━━━ TEXTO FORNECIDO ━━━

06 ago 2007 às 17:36

O diretor de engenharia e operações técnicas da Associação Internacional de Segurança Aérea (Iasa, na sigla em inglês), John Sampson, disse à BBC Brasil que o sistema de reverso do Airbus 320 tem "uma armadilha mortal".
Sampson critica o fato de que uma falha de equipamento ou um erro no posicionamento do manete de uma das turbinas, na hora do pouso, desative o sistema de frenagem automática da aeronave.

A Iasa é uma organização internacional sem fins lucrativos que investiga acidentes e elabora análises sobre a segurança na aviação.


No dia 17 de julho, um Airbus 320 da TAM não conseguiu parar após a aterrissagem no aeroporto de Congonhas, atravessou a avenida Washington Luis e se chocou com o prédio em frente ao aeroporto, deixando 199 mortos.


Na semana passada, após análises das caixas-pretas do vôo, a Airbus divulgou uma nota afirmando que não houve "defeito de funcionamento" na sua aeronave.


Posição neutra- No momento da aterrissagem, a Airbus determina que os manetes de ambas turbinas devem ser colocados em ponto morto (posição neutra do manete) e, em seguida, levados à posição de reverso, que inverte o fluxo de ar nas turbinas e ajuda a parar a aeronave.


O procedimento é sempre igual, mesmo que um dos reversos esteja travado, como era o caso do avião da TAM.

━━━ DADOS REGISTRADOS ━━━

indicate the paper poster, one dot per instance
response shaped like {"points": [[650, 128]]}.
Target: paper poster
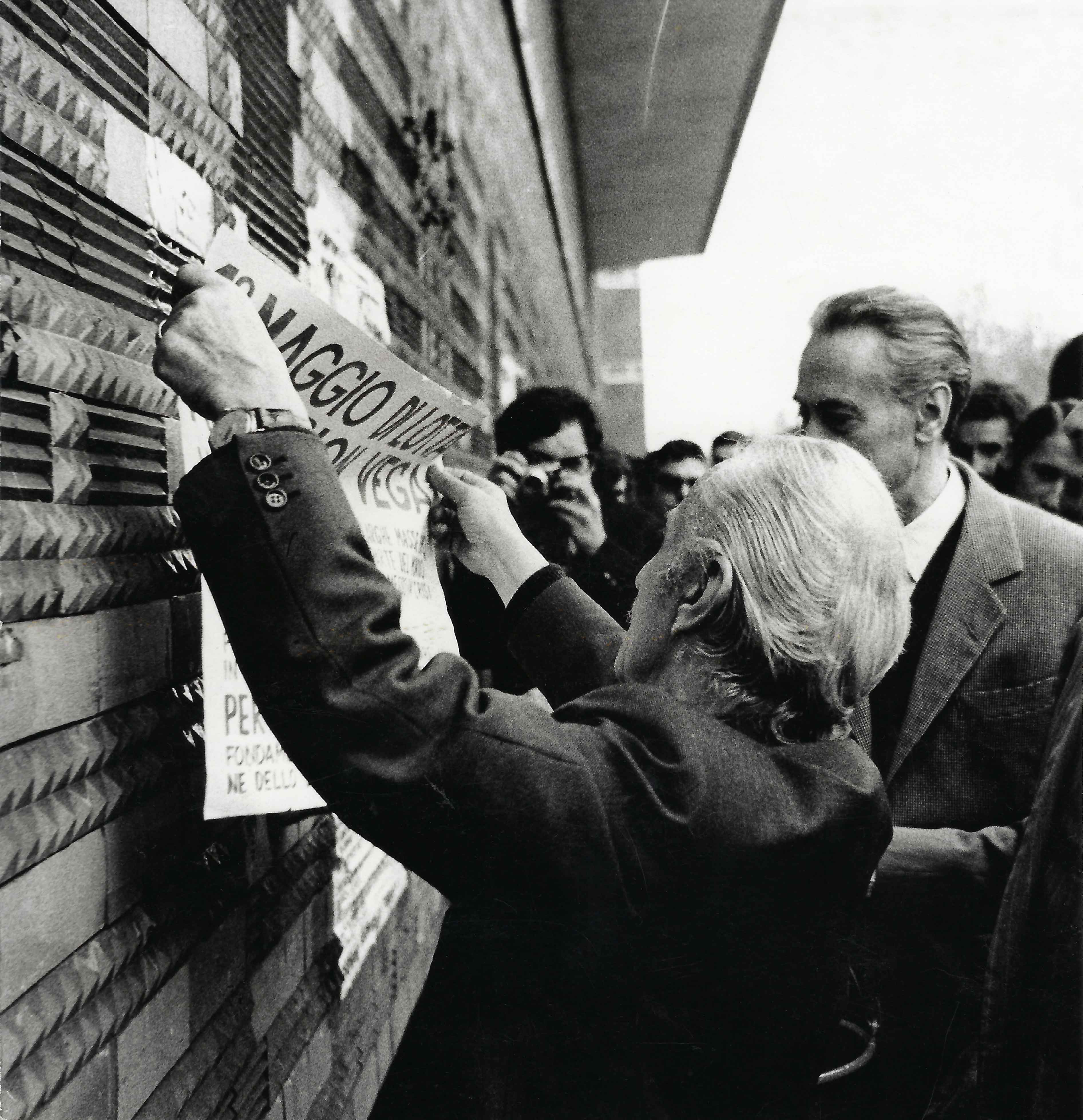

━━━

O QUE SE ESPERA
Prossiga, por favor, com a reportagem sobre o sistema de reverso do Airbus 320 a partir do ponto em que ela termina. A listagem não tem papel algum aqui.

O RESULTADO
"(O problema é que) se um dos manetes ficar para cima (ou seja, na posição de aceleração), os spoilers não são acionados, os freios automáticos não operam e a turbina (com o manete na posição de aceleração) começa a ganhar potência, porque o acelerador automático é acionado após o avião tocar o chão. Tudo isso acontece, mesmo se o outro manete está na posição correta de reverso", disse Sampson, em entrevista à BBC Brasil.


Os dados da caixa-preta do vôo 3054 da TAM sugerem que foi isso que aconteceu em São Paulo.


Segundo os registros, um dos manetes teria ficado na posição de aceleração enquanto o outro estaria na posição de desaceleração.


Existe a possibilidade também de que os pilotos tenham fisicamente colocado ambos os manetes na posição de desaceleração, mas que uma falha mecânica ou eletrônica tenha feito com que o computador "entendesse" que um deles ficou na posição acelerada.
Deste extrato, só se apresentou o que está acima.